**WORK REQUIRED:**
Which of the lines below include "dense"? Each one should be copied out.
────────
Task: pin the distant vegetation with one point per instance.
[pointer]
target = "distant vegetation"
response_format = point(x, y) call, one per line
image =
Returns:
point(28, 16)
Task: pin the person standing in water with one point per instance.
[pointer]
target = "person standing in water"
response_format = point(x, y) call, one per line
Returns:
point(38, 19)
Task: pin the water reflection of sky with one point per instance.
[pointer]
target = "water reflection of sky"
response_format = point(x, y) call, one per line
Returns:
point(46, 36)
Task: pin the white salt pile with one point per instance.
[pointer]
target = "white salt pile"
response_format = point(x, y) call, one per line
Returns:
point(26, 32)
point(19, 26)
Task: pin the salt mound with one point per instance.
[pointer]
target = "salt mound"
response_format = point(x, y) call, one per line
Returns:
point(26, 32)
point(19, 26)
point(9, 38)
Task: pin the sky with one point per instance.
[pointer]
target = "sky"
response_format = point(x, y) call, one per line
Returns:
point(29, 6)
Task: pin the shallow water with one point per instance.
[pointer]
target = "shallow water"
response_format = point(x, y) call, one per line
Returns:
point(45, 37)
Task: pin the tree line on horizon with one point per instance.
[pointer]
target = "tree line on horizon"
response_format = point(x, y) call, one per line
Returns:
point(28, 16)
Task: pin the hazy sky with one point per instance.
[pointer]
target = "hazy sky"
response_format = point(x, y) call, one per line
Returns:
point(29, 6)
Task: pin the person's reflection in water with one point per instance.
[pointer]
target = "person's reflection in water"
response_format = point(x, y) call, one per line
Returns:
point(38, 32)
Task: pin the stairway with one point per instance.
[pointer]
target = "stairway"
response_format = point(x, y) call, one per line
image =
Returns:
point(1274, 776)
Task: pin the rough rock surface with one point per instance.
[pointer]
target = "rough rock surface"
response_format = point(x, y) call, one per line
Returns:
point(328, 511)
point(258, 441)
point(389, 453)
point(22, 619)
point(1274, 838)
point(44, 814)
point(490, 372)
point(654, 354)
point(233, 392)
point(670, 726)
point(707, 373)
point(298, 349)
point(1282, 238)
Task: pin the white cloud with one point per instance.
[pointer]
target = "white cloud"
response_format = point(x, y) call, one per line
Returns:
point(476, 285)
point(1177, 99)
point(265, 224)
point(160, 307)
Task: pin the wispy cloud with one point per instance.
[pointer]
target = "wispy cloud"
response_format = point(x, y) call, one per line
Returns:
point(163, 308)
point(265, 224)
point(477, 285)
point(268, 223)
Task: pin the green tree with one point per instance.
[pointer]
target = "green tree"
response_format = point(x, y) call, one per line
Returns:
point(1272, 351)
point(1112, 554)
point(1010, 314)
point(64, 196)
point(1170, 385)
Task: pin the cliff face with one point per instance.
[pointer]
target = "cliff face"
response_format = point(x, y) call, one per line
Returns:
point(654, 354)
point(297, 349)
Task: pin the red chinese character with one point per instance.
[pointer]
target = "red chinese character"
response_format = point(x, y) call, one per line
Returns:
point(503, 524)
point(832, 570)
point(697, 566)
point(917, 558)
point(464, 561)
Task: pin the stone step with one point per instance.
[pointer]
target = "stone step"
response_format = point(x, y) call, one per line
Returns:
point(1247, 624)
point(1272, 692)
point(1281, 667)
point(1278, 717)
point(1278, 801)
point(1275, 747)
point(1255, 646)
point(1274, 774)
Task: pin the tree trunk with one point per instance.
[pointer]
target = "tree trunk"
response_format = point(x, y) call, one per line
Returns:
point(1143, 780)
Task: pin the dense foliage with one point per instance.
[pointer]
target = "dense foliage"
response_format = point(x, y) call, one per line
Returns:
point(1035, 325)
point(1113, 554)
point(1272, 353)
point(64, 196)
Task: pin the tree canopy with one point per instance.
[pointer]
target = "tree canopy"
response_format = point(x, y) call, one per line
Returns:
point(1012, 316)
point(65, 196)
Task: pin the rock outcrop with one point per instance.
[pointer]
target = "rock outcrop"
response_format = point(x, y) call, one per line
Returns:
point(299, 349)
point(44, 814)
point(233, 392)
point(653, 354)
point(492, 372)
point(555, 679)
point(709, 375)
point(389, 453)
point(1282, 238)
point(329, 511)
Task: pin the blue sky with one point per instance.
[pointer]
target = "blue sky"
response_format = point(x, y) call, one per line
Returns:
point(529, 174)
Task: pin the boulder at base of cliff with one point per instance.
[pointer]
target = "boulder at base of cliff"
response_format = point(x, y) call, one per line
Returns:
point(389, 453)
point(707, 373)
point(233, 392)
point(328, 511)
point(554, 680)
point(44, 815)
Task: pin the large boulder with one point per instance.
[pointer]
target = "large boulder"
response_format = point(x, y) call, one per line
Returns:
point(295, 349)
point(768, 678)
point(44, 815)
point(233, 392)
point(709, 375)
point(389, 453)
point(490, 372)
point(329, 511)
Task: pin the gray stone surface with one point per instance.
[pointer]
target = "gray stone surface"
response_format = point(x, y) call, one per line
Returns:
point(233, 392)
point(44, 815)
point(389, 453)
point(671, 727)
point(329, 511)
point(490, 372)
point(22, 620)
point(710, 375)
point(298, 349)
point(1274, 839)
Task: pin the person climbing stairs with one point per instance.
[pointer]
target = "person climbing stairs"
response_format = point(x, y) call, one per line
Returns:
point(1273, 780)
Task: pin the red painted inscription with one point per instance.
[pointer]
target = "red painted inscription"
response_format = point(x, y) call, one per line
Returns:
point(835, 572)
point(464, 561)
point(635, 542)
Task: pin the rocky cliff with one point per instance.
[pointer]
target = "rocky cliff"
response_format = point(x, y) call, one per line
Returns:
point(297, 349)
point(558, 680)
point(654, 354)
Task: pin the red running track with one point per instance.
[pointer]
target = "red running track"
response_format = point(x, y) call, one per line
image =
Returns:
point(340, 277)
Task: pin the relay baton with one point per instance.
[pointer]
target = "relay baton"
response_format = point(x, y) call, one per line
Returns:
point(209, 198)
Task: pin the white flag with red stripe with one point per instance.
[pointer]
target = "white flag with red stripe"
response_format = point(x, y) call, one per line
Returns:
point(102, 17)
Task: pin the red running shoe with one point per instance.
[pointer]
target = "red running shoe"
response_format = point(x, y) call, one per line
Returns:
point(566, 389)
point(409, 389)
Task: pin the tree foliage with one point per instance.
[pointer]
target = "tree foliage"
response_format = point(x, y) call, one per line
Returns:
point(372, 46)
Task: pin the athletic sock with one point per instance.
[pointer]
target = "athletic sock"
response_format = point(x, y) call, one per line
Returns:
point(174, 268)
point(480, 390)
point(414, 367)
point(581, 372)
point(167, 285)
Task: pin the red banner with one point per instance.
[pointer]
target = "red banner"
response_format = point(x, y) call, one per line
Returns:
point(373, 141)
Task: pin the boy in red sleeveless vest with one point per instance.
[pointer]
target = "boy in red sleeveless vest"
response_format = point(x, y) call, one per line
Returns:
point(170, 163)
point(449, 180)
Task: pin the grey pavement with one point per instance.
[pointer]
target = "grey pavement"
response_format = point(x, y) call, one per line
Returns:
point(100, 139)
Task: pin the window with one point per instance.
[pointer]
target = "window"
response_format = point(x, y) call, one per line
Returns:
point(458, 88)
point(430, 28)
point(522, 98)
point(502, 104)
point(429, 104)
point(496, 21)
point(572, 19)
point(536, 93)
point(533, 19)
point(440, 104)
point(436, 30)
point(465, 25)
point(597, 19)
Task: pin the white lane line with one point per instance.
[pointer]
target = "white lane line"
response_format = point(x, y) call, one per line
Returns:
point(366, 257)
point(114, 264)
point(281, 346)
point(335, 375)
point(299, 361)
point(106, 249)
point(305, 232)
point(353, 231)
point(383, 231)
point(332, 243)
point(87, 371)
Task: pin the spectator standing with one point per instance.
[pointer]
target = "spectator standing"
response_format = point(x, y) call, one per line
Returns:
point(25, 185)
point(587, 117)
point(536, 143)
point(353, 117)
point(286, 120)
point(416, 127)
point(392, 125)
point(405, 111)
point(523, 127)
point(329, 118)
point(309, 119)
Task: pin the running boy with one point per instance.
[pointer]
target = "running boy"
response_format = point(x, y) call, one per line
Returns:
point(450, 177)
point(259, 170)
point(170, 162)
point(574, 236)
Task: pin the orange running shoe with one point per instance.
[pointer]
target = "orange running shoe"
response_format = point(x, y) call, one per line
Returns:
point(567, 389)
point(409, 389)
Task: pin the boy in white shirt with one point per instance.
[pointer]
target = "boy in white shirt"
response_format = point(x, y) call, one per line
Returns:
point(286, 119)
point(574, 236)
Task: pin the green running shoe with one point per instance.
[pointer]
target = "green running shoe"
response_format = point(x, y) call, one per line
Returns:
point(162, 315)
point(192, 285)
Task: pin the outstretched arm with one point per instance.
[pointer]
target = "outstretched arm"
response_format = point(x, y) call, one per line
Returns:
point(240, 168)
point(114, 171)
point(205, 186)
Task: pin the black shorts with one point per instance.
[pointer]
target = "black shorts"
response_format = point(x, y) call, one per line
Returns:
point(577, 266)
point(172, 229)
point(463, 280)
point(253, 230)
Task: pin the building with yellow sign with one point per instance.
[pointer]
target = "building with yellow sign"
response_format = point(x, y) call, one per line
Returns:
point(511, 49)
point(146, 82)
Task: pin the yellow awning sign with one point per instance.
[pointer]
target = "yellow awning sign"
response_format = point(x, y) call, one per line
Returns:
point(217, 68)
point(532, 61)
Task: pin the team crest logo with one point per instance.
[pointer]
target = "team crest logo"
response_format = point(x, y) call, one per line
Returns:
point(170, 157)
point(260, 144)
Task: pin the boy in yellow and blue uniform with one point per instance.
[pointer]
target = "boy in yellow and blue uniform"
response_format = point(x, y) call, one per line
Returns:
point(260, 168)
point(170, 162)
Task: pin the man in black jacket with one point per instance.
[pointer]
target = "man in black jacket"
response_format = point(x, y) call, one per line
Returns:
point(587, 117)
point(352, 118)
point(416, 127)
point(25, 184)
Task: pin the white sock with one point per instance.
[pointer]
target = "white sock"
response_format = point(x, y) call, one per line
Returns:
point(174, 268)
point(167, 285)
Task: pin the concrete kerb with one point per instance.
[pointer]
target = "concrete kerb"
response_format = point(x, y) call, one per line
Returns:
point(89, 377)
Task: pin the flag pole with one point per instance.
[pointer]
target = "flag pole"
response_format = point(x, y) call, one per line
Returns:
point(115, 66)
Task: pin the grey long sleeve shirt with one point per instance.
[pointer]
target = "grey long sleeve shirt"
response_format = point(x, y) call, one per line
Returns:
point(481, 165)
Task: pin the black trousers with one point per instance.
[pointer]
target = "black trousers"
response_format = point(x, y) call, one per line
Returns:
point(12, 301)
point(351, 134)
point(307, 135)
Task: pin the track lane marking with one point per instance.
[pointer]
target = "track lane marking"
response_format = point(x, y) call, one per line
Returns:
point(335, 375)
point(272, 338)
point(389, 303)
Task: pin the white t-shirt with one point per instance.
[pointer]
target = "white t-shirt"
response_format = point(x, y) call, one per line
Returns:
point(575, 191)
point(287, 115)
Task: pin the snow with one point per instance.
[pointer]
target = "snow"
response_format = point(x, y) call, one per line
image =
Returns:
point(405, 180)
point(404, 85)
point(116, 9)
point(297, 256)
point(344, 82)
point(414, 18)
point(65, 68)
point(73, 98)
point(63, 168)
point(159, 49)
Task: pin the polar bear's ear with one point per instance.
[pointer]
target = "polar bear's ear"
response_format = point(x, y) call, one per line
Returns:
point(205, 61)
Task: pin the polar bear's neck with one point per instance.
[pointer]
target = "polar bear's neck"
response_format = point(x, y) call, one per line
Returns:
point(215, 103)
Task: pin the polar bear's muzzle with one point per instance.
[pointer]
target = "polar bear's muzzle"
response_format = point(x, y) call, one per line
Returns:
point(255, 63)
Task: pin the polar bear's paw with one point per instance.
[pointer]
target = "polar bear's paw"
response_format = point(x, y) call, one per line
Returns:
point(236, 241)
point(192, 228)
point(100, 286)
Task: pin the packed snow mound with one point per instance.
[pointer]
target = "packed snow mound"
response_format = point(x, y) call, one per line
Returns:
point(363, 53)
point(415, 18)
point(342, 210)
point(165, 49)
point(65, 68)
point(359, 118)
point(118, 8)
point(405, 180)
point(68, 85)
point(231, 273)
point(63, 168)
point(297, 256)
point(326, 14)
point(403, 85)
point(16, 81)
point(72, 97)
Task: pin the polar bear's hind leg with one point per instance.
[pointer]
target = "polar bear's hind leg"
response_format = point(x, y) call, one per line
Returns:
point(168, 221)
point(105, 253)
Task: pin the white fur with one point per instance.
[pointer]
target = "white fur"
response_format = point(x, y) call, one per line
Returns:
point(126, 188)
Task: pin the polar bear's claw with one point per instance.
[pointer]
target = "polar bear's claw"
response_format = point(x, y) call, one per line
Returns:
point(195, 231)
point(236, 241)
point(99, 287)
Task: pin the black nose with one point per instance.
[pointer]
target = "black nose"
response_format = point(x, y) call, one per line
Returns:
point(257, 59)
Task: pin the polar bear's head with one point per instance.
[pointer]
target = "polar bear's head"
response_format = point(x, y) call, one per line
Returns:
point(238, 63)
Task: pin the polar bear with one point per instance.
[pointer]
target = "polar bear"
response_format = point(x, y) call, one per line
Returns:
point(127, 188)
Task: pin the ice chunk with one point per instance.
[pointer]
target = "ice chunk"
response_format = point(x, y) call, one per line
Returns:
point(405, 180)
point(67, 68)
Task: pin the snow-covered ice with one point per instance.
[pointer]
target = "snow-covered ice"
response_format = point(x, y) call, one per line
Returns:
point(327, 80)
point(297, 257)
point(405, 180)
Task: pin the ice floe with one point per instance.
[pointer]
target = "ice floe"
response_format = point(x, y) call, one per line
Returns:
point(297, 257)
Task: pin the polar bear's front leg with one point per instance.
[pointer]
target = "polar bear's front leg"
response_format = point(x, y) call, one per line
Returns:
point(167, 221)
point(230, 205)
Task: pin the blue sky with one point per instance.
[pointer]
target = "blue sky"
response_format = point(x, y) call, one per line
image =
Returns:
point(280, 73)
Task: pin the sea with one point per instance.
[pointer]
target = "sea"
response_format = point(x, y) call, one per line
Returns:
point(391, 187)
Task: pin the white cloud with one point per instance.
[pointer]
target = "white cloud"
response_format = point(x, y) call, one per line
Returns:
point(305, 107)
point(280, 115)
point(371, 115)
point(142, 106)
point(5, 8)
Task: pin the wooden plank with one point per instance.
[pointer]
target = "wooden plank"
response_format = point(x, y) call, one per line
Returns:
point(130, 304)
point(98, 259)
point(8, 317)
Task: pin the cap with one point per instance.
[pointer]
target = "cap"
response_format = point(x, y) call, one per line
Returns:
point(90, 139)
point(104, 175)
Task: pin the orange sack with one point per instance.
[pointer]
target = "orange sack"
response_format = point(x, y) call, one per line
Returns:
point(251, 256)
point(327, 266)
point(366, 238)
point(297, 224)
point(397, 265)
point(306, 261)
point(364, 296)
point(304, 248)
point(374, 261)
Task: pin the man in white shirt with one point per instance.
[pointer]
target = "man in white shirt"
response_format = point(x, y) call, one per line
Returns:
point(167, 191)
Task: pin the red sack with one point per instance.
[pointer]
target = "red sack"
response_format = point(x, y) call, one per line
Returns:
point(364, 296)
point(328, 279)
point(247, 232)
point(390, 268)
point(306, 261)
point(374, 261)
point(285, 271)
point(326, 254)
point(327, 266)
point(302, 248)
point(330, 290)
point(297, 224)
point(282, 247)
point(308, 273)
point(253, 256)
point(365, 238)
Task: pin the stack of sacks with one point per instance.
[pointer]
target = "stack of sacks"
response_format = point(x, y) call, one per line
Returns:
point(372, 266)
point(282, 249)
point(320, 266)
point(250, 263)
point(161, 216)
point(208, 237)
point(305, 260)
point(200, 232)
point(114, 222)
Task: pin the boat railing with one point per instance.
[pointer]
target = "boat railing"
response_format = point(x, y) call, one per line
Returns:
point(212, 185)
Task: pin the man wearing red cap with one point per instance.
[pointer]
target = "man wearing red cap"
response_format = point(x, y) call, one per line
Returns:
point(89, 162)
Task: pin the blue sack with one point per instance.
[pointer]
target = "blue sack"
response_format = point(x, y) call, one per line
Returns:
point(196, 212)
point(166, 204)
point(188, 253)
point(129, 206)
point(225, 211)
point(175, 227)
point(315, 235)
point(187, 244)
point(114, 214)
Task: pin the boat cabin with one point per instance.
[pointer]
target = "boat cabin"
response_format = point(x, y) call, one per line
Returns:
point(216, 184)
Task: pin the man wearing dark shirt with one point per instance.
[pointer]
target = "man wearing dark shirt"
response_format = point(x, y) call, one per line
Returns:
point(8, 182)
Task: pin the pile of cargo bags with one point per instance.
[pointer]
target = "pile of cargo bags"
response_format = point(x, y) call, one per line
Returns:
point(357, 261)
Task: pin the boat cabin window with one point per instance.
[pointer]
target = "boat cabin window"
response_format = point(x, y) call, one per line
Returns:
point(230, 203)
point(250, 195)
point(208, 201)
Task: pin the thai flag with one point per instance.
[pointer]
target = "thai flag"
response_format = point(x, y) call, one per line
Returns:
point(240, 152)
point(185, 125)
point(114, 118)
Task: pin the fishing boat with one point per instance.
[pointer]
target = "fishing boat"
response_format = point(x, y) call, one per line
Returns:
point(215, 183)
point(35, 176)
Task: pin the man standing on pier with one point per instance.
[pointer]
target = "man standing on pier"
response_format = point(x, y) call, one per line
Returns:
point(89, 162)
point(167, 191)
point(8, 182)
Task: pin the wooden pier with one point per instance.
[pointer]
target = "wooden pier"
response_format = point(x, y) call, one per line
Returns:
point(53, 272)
────────
**RESPONSE TO THE EXERCISE:**
Task: pin the dense foliage with one point per instance.
target = "dense foliage"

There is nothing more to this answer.